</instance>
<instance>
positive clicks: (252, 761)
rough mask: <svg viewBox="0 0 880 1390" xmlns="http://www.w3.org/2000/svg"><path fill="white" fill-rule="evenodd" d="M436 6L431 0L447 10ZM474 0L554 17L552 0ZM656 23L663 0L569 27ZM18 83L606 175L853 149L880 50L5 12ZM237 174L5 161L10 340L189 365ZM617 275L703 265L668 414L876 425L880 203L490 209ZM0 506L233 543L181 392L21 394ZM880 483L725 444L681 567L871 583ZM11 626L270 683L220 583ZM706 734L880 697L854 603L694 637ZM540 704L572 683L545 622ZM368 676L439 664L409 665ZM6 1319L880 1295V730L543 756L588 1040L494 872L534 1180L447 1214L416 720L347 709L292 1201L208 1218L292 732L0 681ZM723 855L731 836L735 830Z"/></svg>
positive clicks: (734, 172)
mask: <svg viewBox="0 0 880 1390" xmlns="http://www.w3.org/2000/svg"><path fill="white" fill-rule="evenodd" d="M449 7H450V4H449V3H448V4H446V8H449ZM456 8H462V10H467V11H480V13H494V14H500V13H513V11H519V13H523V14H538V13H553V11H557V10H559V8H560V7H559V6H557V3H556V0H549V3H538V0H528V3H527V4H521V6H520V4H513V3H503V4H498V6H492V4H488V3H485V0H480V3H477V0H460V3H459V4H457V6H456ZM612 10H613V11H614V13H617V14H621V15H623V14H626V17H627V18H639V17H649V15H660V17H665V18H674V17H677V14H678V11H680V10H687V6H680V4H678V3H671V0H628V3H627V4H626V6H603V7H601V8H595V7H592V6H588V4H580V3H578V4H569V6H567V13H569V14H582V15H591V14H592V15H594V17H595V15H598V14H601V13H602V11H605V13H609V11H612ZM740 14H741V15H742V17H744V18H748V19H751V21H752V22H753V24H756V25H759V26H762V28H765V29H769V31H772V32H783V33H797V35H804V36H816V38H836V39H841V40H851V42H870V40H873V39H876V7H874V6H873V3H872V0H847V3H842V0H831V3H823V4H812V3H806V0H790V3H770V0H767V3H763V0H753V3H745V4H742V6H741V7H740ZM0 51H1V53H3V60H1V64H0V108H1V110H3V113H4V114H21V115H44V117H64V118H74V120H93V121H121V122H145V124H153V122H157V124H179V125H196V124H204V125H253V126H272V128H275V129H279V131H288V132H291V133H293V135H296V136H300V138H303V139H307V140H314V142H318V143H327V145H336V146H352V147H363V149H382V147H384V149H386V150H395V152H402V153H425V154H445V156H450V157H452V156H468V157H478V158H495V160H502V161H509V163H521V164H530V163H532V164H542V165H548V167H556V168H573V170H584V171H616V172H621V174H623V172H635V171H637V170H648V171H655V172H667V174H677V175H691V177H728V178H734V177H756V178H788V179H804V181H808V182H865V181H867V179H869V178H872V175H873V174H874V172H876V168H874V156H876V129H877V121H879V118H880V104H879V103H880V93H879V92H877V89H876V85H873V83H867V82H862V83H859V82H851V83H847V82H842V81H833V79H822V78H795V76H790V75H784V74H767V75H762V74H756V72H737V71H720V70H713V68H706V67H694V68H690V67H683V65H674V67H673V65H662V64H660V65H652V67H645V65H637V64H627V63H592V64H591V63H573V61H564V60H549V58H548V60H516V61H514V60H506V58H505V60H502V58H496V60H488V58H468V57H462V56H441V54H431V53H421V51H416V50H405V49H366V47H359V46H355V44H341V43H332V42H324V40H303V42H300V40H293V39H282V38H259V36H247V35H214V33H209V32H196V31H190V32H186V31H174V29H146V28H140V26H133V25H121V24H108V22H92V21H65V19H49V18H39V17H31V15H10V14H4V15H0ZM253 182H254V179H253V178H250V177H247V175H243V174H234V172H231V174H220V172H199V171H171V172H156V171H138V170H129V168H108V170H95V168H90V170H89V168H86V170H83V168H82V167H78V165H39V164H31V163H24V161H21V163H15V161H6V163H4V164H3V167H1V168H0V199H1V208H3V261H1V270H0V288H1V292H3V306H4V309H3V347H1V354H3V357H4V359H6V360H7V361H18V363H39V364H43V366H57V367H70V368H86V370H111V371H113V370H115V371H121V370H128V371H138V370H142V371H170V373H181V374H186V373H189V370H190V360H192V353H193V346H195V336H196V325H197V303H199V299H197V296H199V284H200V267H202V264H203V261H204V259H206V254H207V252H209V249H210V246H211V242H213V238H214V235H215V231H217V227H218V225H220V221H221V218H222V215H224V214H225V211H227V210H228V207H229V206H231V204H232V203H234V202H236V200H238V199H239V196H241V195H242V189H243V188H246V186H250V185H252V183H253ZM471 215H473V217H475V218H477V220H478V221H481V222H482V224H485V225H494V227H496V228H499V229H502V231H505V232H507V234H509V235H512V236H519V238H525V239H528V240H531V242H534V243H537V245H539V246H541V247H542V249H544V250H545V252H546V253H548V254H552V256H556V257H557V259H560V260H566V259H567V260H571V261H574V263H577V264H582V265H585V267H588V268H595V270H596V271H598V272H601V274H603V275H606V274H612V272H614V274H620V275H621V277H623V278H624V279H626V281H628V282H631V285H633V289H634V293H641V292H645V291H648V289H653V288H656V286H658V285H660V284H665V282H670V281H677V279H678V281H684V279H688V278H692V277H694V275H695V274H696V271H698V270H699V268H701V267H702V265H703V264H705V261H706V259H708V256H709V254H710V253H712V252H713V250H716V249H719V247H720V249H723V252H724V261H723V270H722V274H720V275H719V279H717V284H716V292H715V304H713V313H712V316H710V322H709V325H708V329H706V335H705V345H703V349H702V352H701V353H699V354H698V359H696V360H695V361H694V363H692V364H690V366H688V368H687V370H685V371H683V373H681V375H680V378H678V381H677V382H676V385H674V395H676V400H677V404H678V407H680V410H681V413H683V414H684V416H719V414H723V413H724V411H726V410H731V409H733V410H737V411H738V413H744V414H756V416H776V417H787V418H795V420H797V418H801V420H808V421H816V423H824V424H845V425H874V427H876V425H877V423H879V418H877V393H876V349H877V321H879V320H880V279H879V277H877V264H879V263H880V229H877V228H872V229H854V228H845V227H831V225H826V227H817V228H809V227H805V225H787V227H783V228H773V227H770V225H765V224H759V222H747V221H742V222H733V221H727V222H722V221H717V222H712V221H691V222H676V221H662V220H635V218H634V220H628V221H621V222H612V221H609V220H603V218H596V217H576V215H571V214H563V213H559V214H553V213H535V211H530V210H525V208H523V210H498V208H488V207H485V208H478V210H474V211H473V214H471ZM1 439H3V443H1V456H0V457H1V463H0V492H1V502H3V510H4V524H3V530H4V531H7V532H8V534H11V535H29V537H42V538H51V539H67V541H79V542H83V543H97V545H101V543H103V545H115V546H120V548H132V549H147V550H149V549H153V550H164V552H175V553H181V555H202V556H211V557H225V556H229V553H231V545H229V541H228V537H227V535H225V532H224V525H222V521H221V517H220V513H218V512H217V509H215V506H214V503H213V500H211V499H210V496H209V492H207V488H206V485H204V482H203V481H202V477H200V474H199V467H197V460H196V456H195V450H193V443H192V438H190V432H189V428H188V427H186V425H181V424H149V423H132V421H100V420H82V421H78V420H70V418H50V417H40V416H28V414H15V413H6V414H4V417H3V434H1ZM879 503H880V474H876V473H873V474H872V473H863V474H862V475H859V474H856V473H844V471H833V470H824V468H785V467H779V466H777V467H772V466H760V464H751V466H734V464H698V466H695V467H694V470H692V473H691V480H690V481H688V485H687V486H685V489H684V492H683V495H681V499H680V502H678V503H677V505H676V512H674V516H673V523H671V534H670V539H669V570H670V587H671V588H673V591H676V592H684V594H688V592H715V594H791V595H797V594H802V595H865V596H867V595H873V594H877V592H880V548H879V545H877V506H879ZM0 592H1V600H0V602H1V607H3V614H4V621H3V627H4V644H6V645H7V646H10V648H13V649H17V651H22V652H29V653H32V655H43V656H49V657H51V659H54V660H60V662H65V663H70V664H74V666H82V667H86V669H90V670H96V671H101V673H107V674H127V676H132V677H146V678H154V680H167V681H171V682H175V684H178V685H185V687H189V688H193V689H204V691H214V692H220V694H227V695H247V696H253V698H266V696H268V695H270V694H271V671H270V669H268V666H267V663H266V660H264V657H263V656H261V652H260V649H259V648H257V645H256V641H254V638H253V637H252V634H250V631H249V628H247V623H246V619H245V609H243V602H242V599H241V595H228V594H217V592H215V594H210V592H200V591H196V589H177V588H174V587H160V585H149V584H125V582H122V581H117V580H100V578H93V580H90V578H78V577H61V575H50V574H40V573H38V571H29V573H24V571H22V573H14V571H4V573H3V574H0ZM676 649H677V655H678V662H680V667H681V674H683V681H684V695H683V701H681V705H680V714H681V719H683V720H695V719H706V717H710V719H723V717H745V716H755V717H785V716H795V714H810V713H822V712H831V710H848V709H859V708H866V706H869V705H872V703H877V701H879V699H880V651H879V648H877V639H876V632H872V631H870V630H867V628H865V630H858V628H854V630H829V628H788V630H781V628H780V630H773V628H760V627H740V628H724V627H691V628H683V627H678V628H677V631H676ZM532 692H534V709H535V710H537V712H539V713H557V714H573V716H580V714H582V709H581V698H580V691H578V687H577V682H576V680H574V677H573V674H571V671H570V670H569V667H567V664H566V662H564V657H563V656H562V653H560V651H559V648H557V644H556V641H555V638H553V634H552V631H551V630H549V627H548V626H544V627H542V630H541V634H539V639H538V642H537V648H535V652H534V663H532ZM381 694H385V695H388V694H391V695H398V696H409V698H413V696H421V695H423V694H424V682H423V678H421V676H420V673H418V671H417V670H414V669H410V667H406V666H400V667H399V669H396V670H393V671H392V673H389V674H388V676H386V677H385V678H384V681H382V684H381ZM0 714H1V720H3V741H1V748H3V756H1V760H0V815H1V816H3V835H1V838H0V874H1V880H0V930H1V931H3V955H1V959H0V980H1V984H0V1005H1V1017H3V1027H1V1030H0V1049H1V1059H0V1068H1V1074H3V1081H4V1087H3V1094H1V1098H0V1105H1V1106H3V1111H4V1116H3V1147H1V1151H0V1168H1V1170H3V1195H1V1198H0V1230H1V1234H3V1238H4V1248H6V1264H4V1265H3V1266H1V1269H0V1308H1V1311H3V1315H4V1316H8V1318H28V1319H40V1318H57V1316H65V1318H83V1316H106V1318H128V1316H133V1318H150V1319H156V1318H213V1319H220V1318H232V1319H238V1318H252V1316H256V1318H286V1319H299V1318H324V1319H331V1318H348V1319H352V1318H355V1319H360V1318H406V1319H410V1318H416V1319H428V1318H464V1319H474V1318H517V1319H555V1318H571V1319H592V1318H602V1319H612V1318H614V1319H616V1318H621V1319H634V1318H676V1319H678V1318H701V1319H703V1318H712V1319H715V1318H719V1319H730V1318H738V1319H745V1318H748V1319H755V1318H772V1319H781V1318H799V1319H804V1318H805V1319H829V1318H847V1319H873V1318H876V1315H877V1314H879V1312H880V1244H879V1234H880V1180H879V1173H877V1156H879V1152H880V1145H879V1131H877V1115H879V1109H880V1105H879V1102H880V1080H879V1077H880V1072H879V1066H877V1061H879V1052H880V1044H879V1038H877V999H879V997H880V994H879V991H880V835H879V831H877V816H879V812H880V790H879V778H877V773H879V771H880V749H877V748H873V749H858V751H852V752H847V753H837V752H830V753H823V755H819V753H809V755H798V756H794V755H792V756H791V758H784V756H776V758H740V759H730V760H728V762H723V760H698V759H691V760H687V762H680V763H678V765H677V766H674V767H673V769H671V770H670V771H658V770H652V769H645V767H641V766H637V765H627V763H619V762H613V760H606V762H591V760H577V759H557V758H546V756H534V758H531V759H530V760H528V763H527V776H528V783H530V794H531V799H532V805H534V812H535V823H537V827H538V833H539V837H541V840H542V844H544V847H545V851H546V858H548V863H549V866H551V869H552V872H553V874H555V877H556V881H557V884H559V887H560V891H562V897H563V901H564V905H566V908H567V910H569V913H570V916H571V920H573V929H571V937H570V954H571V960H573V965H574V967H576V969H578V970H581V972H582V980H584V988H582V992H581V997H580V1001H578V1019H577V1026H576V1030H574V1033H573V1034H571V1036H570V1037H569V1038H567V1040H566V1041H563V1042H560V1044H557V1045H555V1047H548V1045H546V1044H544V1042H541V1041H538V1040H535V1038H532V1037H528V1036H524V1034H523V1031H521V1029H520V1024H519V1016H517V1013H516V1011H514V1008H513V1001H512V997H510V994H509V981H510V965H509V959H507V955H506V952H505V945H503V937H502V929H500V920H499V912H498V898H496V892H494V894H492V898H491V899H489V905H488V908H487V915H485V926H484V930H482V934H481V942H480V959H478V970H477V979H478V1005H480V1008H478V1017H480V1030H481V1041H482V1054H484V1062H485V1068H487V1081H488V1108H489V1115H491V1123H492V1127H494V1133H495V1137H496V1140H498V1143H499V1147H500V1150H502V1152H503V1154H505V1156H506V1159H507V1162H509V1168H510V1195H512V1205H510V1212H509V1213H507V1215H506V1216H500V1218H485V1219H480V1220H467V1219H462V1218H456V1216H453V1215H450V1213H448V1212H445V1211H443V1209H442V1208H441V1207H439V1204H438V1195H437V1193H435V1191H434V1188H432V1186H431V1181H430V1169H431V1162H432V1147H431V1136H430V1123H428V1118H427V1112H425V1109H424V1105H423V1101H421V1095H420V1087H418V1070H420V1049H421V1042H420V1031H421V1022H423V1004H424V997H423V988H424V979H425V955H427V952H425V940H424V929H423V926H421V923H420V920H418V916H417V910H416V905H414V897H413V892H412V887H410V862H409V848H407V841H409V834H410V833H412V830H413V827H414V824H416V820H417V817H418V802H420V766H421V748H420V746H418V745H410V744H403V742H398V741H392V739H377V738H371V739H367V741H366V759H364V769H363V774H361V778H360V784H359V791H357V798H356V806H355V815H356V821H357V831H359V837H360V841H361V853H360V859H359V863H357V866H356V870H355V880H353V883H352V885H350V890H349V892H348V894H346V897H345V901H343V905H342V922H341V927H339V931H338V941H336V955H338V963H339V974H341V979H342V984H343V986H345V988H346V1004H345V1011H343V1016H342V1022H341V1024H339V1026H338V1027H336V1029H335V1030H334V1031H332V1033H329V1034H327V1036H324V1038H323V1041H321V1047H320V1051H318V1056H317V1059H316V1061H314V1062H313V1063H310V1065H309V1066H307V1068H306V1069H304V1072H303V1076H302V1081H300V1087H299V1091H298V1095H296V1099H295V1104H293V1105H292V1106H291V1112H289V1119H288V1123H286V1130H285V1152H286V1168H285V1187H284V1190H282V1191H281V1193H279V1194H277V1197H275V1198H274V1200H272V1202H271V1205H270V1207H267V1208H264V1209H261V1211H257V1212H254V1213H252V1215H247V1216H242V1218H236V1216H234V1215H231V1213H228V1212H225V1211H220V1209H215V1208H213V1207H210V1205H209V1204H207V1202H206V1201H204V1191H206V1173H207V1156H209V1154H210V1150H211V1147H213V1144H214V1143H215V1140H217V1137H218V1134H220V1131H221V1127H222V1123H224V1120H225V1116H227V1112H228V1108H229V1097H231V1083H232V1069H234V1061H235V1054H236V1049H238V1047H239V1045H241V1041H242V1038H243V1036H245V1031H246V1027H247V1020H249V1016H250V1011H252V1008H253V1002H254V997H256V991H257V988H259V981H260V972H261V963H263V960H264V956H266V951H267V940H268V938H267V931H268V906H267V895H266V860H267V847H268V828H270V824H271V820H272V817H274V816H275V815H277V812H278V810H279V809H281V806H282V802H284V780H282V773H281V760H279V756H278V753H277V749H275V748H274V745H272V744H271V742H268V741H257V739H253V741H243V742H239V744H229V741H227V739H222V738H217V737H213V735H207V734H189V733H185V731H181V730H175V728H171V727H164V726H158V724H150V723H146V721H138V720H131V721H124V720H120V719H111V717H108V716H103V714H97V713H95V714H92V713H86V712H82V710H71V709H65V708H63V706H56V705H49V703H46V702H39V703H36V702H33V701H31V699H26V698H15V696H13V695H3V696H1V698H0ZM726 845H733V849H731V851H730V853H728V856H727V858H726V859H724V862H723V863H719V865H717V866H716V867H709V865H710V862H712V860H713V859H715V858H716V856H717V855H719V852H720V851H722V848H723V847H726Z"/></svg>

-*-*-

BRIEF:
Check each line above for the string "positive" and return those that contain it.

RESPONSE:
positive clicks: (252, 761)
positive clicks: (734, 172)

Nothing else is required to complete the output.